Sua tarefa:
Responda com base na reportagem sobre a cirurgia de dona Genny:
1. Em que bairro fica a casa onde Lourdes vive com a mãe?
2. Que valor a urologista já havia solicitado da paciente?
3. Com qual operadora do plano Lourdes entrou em contato antes de pagar?

Texto do exercício:
* * *

Desta vez, porém, o sentimento de indignação da filha falou mais alto. Na sala pequena — mas impecável — da casa de madeira onde vive com a mãe, no bairro Serrano, em Caxias, ela decidiu contar ao Pioneiro o drama vivido desde a metade do ano.
Em junho, a geriatra de dona Genny detectou um problema de saúde que exigia a retirada do útero e recomendou outro profissional para a realização do procedimento. A cirurgia foi feita, mas 15 dias depois a aposentada voltou a apresentar os mesmos sintomas.
— Começou a agravar e eu marquei consulta com uma urologista. Pensei que era um problema de bexiga — relata Lourdes.
Com os novos exames, ela descobriu que o problema seguia no útero. Ao invés da histerectomia total (retirada de todo o órgão), procedimento pago pelo plano, o médico havia feito a retirada parcial do útero. Lourdes ainda estuda se entrará na Justiça pelo suposto erro médico.
A urologista recomendou uma consulta com uma colega ginecologista, que constatou a necessidade de uma nova cirurgia.
— Ela (a ginecologista) disse que cobrava R$ 3,2 mil e queria o dinheiro antes de fazer a cirurgia na minha mãe — conta Lourdes.
A ginecologista disse que realizaria o procedimento em parceria com a urologista que, por sua vez, já havia solicitado R$ 3,5 mil da paciente. Antes de pagar, Lourdes entrou em contato com a Unimed, operadora do plano.

* * *

Amostra dos dados:
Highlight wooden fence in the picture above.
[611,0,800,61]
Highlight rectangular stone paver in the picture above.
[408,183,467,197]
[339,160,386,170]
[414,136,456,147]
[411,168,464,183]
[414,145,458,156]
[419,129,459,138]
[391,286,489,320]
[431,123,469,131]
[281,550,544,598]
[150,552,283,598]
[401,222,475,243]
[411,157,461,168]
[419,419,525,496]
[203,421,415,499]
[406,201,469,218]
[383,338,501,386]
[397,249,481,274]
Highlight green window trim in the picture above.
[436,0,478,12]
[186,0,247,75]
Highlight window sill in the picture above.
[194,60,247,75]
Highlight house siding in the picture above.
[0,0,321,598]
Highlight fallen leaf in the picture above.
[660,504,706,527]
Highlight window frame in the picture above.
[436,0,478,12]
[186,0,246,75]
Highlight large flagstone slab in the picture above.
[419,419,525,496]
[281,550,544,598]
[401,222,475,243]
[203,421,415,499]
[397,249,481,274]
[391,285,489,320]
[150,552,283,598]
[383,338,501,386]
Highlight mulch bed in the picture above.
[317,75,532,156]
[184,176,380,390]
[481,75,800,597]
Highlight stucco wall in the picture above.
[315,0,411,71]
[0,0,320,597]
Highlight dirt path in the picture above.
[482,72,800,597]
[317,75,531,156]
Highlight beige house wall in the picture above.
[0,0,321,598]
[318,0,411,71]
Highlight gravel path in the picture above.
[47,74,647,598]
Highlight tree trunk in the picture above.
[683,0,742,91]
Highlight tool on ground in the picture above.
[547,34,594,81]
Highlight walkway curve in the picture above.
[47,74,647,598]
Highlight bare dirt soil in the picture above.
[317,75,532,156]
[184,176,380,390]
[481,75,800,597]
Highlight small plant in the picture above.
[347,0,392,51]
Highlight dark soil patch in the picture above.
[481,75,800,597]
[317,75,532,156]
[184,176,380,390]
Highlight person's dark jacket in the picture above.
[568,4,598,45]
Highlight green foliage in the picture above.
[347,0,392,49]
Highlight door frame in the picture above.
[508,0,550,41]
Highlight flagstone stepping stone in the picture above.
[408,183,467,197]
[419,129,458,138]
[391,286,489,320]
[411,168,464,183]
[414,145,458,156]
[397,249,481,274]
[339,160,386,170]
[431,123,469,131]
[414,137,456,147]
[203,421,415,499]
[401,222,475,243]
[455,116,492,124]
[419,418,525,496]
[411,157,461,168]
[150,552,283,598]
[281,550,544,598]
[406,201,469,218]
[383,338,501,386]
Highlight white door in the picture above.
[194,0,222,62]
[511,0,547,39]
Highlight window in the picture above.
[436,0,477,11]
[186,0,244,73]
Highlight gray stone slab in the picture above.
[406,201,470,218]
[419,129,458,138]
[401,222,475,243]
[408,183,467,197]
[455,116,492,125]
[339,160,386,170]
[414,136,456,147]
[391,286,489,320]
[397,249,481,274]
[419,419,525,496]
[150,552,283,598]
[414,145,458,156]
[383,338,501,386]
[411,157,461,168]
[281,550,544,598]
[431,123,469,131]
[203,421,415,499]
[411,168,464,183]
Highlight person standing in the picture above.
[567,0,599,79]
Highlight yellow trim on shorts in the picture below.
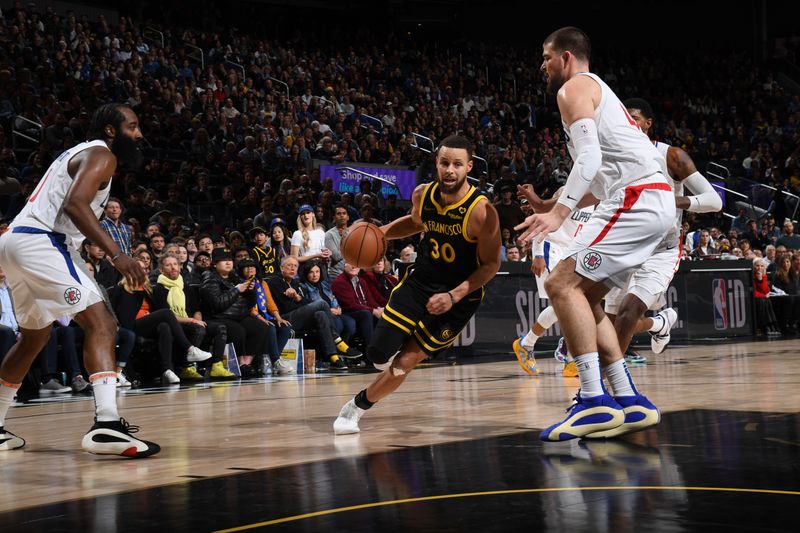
[414,329,461,352]
[419,320,458,345]
[381,309,412,335]
[383,304,417,333]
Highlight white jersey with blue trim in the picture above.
[562,72,667,200]
[10,140,111,250]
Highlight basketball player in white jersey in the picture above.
[517,27,675,441]
[605,98,722,360]
[511,187,594,378]
[0,104,160,457]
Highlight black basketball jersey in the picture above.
[414,181,486,291]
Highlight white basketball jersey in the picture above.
[562,72,666,200]
[545,206,594,250]
[653,141,683,246]
[11,140,111,250]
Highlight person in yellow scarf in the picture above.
[152,254,234,381]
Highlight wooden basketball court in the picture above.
[0,340,800,533]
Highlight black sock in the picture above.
[355,389,375,410]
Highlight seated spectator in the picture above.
[152,254,233,380]
[200,249,269,377]
[361,257,398,307]
[292,204,331,273]
[689,230,720,257]
[777,220,800,251]
[81,239,120,289]
[770,254,800,333]
[325,205,350,279]
[236,259,292,372]
[267,256,361,370]
[331,263,383,352]
[189,252,211,285]
[753,259,781,336]
[300,260,356,341]
[109,268,211,385]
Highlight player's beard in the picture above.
[111,129,144,169]
[547,72,567,94]
[439,172,467,194]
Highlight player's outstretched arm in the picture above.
[381,184,427,240]
[450,201,501,302]
[63,148,147,287]
[667,146,722,213]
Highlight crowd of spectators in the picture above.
[0,2,800,386]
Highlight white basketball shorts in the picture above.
[605,235,681,315]
[564,174,677,288]
[0,226,103,329]
[534,241,564,300]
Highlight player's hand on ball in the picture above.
[425,292,453,315]
[113,254,147,287]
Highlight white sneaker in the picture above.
[39,379,72,394]
[117,372,131,387]
[333,399,366,435]
[81,418,162,457]
[161,370,181,385]
[186,346,211,363]
[650,307,678,353]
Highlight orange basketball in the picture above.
[339,222,386,268]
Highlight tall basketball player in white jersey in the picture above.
[0,104,160,457]
[511,186,594,378]
[517,27,675,441]
[605,98,722,353]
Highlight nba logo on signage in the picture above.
[711,279,746,330]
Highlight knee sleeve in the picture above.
[536,305,558,329]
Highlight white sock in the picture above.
[575,352,605,398]
[520,329,539,350]
[604,358,638,396]
[536,305,558,329]
[0,379,20,427]
[89,370,119,422]
[647,313,667,333]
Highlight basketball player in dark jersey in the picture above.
[333,136,500,435]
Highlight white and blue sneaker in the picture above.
[511,337,540,376]
[625,348,647,365]
[539,391,625,442]
[553,337,568,364]
[584,394,661,439]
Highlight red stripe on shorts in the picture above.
[589,183,672,246]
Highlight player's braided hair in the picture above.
[88,104,127,140]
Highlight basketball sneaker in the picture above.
[178,365,203,381]
[584,394,661,439]
[553,337,567,363]
[0,426,25,451]
[511,337,540,376]
[561,361,578,378]
[333,398,366,435]
[539,391,625,442]
[625,348,647,365]
[650,307,678,353]
[186,346,212,363]
[81,418,161,458]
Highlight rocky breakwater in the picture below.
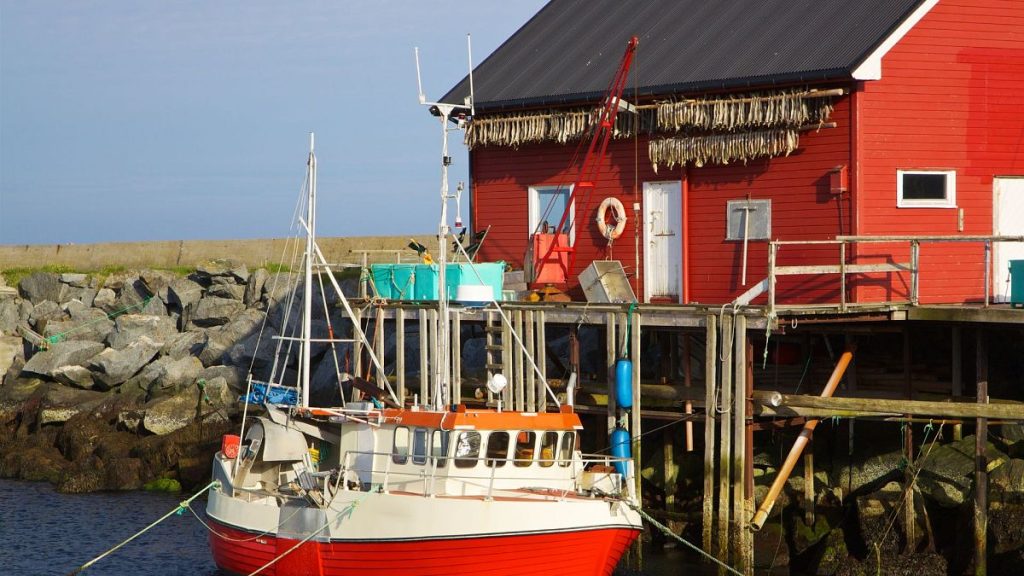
[0,261,335,492]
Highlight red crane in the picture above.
[534,36,640,284]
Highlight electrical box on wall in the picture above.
[828,164,850,194]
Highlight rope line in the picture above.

* * *

Exercício resolvido:
1. No bairro Serrano, em Caxias.
2. R$ 3,5 mil.
3. Com a Unimed.